Records from a data collection

··········

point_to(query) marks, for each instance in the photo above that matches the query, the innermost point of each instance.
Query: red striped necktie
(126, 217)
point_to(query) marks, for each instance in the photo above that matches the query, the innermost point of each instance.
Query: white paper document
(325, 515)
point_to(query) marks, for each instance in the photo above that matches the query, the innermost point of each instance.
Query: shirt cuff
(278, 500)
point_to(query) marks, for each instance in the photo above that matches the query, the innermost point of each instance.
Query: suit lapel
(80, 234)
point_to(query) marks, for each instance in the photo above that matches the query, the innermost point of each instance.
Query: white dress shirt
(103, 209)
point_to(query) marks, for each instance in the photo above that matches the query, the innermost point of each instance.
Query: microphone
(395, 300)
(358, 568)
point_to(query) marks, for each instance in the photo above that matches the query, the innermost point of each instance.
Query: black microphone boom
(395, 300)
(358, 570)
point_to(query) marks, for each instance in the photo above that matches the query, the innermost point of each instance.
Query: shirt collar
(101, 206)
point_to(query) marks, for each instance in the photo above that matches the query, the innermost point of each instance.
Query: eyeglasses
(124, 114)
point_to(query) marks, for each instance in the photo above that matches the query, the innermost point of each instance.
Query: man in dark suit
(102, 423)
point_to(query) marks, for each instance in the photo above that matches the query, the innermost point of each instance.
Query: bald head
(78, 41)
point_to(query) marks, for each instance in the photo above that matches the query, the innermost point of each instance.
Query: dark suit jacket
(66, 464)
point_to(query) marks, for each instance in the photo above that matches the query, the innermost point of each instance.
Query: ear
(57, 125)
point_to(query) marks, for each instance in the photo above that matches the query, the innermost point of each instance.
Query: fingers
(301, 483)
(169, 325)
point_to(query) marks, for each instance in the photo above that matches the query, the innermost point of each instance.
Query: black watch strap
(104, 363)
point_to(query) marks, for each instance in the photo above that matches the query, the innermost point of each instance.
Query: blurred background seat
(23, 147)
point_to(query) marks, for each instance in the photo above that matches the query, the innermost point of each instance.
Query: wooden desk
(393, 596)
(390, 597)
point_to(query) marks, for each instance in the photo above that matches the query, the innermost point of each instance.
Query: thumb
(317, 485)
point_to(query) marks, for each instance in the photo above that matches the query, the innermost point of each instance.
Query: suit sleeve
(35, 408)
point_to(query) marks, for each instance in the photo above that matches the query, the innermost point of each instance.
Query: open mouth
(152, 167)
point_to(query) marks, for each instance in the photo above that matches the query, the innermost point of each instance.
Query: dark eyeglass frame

··········

Set down all of the entries exactly, please.

point_to(query) marks, for each instance in the photo above that matches the query, the innermost point of each instance.
Query: red striped necktie
(126, 217)
point_to(query) marks, for each instance in the photo above that matches the query, the innermost point of each instance.
Query: white paper document
(325, 515)
point_to(query) marks, for each instance in the photo above that matches the query, the innermost point of each instance.
Query: shirt cuff
(278, 500)
point_to(query) marks, for each instance in the photo above that matches the query, the innermost point of each instance.
Query: suit lapel
(80, 234)
point_to(query) marks, for each instance in the photo above that matches the query, the innermost point of each instance.
Query: white dress shirt
(103, 209)
point_to(query) marks, for each instance in the photo above that matches the query, the innermost point of each instance.
Query: microphone
(395, 300)
(358, 568)
point_to(query) marks, for each instance in the photo above that matches the query, the innermost point of each instance.
Query: black microphone boom
(395, 300)
(358, 570)
point_to(query) marks, for each instance in the photo above that matches the query, the innermost point of each instance.
Query: shirt collar
(101, 206)
point_to(query) marks, for each instance in the photo above that matches the query, the innermost point of each instance.
Query: eyeglasses
(124, 114)
point_to(query) marks, for each instance in the photo above that matches the query, the innermost point of each instance.
Query: man in dark suit
(102, 423)
point_to(query) marks, for each instance in the photo above that matches the query, the innermost point of each instance.
Query: bald head
(78, 41)
point_to(query) marks, for each instance in the photo above that matches the query, the innermost point of each instance.
Query: dark suit jacket
(66, 464)
point_to(query) marks, for each instance in the photo above that matches the query, the innermost point of each instance.
Query: ear
(57, 125)
point_to(query) marks, for each instance in the photo above that matches the query, the innermost point of each instance.
Query: fingers
(301, 483)
(169, 325)
point_to(query) marks, for each instance in the photo above that matches the query, the innermost point of each instance.
Query: black watch strap
(104, 363)
point_to(query) marks, for each instance in the photo above that matches the query, the innermost point of each instance.
Query: blurred background seat
(23, 147)
point_to(query) marks, for each instance in the photo above that matches the query, the innermost point of each instance.
Query: wooden desk
(393, 596)
(390, 597)
point_to(query) marks, for each instance in the photo above that matches the query, the innermost point of each instance.
Query: thumb
(317, 485)
point_to(query) marks, for each instance in the photo above that matches the query, the innermost point of each instance.
Query: suit sleeve
(35, 408)
point_to(query) marks, for each instance in the photo above that matches the query, the innermost point of each instance.
Query: open mouth
(152, 167)
point_to(query) marks, for each instance in the photo above that matches the query, the innermost point of each instance.
Query: dark eyeglass frame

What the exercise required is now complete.